#### Problem details:
Quote the entries line for line, from the very first line through the line containing "720,494,1063,588", including that line.
## begin Records to use
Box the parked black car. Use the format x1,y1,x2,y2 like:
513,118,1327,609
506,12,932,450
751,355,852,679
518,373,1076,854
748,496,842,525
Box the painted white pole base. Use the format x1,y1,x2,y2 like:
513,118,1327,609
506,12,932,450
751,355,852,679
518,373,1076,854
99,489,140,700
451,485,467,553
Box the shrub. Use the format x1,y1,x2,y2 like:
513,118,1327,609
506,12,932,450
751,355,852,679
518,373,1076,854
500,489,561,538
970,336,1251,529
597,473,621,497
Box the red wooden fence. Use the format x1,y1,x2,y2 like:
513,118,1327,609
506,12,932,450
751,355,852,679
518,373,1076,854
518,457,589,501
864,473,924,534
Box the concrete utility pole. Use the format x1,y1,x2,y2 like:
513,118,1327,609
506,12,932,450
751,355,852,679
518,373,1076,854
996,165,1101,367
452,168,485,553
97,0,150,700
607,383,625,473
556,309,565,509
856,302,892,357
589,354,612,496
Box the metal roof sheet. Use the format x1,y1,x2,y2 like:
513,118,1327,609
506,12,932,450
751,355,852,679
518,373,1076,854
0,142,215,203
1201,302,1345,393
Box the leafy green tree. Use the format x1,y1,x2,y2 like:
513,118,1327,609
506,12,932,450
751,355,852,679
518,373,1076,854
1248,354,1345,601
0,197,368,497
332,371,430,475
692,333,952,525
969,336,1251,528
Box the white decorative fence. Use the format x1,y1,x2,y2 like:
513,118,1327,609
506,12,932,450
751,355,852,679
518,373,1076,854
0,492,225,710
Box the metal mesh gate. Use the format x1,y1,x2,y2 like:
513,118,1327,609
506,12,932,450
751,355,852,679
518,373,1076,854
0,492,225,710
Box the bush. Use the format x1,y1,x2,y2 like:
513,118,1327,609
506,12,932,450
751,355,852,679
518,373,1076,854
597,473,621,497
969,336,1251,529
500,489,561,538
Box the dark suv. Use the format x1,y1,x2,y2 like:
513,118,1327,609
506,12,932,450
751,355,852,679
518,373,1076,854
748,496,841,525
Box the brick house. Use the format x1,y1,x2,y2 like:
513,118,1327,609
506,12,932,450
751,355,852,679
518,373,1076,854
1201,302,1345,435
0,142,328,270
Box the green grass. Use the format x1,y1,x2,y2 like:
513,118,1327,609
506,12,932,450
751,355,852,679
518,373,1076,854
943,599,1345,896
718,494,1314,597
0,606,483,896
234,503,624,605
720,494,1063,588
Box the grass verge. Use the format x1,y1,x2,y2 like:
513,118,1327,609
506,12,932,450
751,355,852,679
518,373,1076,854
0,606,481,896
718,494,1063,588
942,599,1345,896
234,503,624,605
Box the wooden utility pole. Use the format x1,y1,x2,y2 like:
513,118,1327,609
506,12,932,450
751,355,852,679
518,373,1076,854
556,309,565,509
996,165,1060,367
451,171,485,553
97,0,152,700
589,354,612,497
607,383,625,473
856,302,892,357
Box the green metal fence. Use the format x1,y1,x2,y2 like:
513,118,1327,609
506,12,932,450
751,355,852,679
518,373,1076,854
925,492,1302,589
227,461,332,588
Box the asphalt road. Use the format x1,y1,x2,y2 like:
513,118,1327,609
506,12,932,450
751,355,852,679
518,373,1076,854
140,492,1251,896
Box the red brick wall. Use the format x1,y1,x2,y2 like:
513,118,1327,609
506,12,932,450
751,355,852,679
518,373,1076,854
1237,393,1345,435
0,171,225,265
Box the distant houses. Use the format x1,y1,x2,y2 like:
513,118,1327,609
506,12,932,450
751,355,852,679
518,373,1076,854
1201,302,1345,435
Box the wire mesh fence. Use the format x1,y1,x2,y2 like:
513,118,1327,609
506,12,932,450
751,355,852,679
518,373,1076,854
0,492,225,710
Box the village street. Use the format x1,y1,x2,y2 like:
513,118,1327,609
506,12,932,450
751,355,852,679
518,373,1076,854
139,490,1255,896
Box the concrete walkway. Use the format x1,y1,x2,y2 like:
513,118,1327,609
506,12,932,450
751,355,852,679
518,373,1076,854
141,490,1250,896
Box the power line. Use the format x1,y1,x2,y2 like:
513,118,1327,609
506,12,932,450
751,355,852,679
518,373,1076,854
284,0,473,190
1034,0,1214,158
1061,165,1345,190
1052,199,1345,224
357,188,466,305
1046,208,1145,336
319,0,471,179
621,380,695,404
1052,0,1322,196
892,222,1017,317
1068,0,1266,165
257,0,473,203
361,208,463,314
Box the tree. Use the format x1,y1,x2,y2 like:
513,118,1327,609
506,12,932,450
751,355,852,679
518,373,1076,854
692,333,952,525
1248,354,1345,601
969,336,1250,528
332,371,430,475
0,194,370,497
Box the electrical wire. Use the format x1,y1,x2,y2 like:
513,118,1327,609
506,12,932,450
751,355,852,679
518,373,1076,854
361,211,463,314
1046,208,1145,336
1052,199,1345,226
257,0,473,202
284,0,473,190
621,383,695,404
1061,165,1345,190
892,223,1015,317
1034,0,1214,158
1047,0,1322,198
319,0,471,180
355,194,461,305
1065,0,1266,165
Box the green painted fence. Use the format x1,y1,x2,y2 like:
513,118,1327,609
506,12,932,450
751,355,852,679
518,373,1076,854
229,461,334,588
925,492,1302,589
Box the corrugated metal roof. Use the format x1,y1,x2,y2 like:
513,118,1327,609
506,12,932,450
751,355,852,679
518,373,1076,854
## end Records to use
#### Exercise solution:
Box the parked black car. Use the format x1,y1,x2,y2 like:
513,118,1327,609
506,12,932,450
751,355,852,679
518,373,1076,854
748,496,842,525
Box the painted white pole base. Use the format x1,y1,x2,y2 like:
513,118,1327,609
506,12,932,450
751,355,852,679
518,373,1076,854
99,489,140,700
451,485,467,553
Box the shrub. Use the format x1,y1,x2,y2 like:
513,118,1327,609
506,12,932,450
751,355,852,679
518,373,1076,854
500,489,561,538
970,336,1251,529
597,473,621,497
Box the red wooden fence. Use the format x1,y1,x2,y2 like:
513,118,1327,609
506,12,932,450
751,355,852,679
518,373,1076,854
518,457,589,501
864,473,924,534
Box the concrete utility pole. Use the format x1,y1,x2,y2 like:
513,118,1327,609
506,12,932,450
751,355,852,679
518,373,1076,854
996,165,1101,367
452,168,485,553
97,0,150,700
607,383,625,473
556,309,565,509
856,302,892,357
589,354,612,496
Box the metal roof sheet. Use the format x1,y1,x2,y2 like:
513,118,1327,609
506,12,932,450
751,355,852,679
518,373,1076,854
0,142,215,203
1201,302,1345,393
Box the leafy green tree. Use the format x1,y1,x2,y2 like:
513,118,1327,609
506,12,932,450
751,355,852,679
518,373,1076,854
1248,354,1345,601
0,197,368,497
332,371,430,475
692,333,952,525
969,336,1251,528
Box the white decorative fence. Use the format x1,y1,x2,y2 like:
513,118,1327,609
506,12,932,450
751,355,852,679
518,373,1076,854
0,492,225,710
Box the metal mesh gate. Use the format x1,y1,x2,y2 like:
513,118,1327,609
506,12,932,450
751,355,852,679
518,373,1076,854
0,492,225,710
Box the bush. Use the format x1,y1,x2,y2 like:
513,118,1327,609
506,12,932,450
751,355,852,679
518,373,1076,854
597,473,621,497
969,336,1251,529
500,489,561,538
Box the dark suv. Use the format x1,y1,x2,y2 like:
513,118,1327,609
506,12,932,450
751,355,852,679
518,373,1076,854
748,496,841,525
Box the brick house. Use the format x1,y1,x2,y2 like:
513,118,1327,609
506,12,932,450
751,355,852,679
518,373,1076,854
1201,302,1345,435
0,142,328,270
Box the green grass. Use the format x1,y1,x2,y2 like:
513,118,1327,609
506,12,932,450
751,355,852,679
518,373,1076,854
943,599,1345,896
718,494,1314,597
0,606,483,896
234,503,624,605
720,494,1063,588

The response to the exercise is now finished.